------ Records provided ------

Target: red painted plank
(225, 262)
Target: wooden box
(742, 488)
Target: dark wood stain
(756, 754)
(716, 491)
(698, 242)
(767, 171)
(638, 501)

------

**Exercise directions**
Rewrite the entries so that every "Target" becomes "Object", leaving all other text unchanged.

**Answer to the exercise**
Object: red painted plank
(225, 262)
Object: wooden box
(742, 488)
Object: dark wood stain
(756, 754)
(716, 491)
(698, 242)
(767, 171)
(638, 501)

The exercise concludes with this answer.